== Texto ==
——————
Walter
Tondela é o responsável pela defesa de sete dos quinze activistas detidos o mês
passado em Luanda. A
equipa inclui outros seis advogados.
Walter
Tondela é o responsável (a equipa inclui outros seis advogados) pela defesa dos
activistas Luaty Beirão, Hitler Samussuku, Albano Evaristo Bingo Bingo, Afonso
Matias “Mbanza Hamza” e Sedrick de Carvalho.
A
história já é conhecida. No dia 20 de Junho, 13 jovens (os restantes são Manuel
“Nito” Alves, José Hata, Inocêncio Brito “Drux”, Fernando Tomás “Nicola”,
Nelson Dibango, Arante Kivuvu, Nuno Álvaro Dala, Benedito Jeremias, que ainda
não têm advogado) reuniram-se numa residência da Vila Alice. Analisavam e
discutiam um livro. Pensavam em formas de mudar o país. Osvaldo Caholo e
Domingos da Cruz foram detidos nos dias seguintes – e também são clientes de
Walter Tondela.
Foram,
de certa forma, surpreendidos com um efectivo policial totalmente armado e que
interditou várias ruas. Foram detidos – para a maioria, os problemas com a
Polícia começaram no dia em que decidiram ser críticos da liderança do país. No
dia em que quiseram manifestar-se contra o marasmo.
——————
== Instrução dada A ==
Converte numa lista JSON de strings os registos desde a linha que contém "Could you kindly point to the grass" até ao fim dos registos, ambos os extremos incluídos, com uma string por linha e sem as linhas em branco.
O texto e os registos constituem materiais independentes entre si.
——————
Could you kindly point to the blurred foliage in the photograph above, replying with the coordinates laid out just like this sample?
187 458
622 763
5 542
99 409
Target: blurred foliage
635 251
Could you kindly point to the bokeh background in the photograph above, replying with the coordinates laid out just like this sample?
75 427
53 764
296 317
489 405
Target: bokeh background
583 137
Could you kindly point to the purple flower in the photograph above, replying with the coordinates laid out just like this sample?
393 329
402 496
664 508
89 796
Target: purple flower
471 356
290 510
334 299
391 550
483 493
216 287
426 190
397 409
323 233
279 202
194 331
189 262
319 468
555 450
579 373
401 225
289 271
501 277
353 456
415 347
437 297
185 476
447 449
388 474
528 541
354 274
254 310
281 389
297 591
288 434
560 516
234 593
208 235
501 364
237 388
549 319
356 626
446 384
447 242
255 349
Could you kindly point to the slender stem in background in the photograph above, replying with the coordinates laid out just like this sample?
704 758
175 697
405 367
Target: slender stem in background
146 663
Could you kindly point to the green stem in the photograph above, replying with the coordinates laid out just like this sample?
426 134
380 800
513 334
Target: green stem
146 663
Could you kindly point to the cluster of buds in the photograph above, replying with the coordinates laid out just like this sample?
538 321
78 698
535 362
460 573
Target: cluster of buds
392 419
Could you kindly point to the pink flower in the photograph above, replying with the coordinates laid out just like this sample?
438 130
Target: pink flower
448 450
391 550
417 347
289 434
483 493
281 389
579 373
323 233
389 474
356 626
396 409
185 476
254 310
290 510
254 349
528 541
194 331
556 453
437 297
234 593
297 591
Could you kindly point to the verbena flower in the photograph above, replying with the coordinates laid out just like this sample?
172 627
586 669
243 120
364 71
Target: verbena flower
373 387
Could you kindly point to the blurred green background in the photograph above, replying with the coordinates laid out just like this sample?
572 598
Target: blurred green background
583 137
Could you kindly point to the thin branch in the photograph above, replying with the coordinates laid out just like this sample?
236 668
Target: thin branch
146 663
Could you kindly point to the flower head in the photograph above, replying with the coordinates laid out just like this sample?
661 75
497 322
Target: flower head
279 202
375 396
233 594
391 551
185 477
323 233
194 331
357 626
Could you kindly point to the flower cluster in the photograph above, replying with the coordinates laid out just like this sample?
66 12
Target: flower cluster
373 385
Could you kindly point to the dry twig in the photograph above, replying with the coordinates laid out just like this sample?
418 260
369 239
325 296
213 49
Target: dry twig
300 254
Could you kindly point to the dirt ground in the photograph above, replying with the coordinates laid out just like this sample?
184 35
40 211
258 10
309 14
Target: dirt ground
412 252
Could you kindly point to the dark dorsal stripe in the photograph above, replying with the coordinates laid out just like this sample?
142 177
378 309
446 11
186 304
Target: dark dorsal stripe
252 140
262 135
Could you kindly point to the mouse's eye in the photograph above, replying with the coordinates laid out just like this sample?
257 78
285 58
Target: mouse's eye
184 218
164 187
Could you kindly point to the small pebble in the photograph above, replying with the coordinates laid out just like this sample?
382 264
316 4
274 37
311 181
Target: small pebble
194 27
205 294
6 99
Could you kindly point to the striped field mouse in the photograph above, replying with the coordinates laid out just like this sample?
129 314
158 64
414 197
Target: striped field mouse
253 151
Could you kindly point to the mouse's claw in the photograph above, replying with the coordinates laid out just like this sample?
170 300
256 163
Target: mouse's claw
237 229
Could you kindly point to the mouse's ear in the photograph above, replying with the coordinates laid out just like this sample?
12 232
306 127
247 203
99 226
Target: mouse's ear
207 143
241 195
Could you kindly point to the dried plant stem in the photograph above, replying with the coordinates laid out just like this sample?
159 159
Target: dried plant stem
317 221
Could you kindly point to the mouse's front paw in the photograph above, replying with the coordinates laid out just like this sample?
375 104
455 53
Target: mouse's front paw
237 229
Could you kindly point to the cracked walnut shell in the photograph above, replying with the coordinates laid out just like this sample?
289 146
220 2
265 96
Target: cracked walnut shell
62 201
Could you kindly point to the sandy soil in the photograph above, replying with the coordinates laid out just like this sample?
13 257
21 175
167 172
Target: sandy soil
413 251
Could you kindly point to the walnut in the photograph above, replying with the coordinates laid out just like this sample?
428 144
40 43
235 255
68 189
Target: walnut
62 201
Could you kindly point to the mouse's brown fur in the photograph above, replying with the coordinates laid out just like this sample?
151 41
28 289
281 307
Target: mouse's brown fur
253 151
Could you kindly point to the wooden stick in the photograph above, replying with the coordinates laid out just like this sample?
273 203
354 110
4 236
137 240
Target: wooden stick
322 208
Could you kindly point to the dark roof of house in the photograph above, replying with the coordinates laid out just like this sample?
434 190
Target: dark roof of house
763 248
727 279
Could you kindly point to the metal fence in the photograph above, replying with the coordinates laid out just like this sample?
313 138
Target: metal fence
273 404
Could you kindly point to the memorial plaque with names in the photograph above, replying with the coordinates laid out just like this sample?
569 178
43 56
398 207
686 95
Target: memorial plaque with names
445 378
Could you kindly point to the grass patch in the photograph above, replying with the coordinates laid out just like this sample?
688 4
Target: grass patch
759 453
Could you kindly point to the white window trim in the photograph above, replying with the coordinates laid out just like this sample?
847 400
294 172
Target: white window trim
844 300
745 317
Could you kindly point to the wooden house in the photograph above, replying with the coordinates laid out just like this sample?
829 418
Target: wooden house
——————
== Instrução dada B ==
Apresenta na íntegra, sem qualquer alteração, o texto sobre os activistas detidos em Luanda.

== Resposta A ==
[
  "Could you kindly point to the grass patch in the photograph above, replying with the coordinates laid out just like this sample?",
  "688 4",
  "Target: grass patch",
  "759 453",
  "Could you kindly point to the white window trim in the photograph above, replying with the coordinates laid out just like this sample?",
  "847 400",
  "294 172",
  "Target: white window trim",
  "844 300",
  "745 317",
  "Could you kindly point to the wooden house in the photograph above, replying with the coordinates laid out just like this sample?",
  "829 418",
  "Target: wooden house"
]

== Resposta B ==
Walter
Tondela é o responsável pela defesa de sete dos quinze activistas detidos o mês
passado em Luanda. A
equipa inclui outros seis advogados.
Walter
Tondela é o responsável (a equipa inclui outros seis advogados) pela defesa dos
activistas Luaty Beirão, Hitler Samussuku, Albano Evaristo Bingo Bingo, Afonso
Matias “Mbanza Hamza” e Sedrick de Carvalho.
A
história já é conhecida. No dia 20 de Junho, 13 jovens (os restantes são Manuel
“Nito” Alves, José Hata, Inocêncio Brito “Drux”, Fernando Tomás “Nicola”,
Nelson Dibango, Arante Kivuvu, Nuno Álvaro Dala, Benedito Jeremias, que ainda
não têm advogado) reuniram-se numa residência da Vila Alice. Analisavam e
discutiam um livro. Pensavam em formas de mudar o país. Osvaldo Caholo e
Domingos da Cruz foram detidos nos dias seguintes – e também são clientes de
Walter Tondela.
Foram,
de certa forma, surpreendidos com um efectivo policial totalmente armado e que
interditou várias ruas. Foram detidos – para a maioria, os problemas com a
Polícia começaram no dia em que decidiram ser críticos da liderança do país. No
dia em que quiseram manifestar-se contra o marasmo.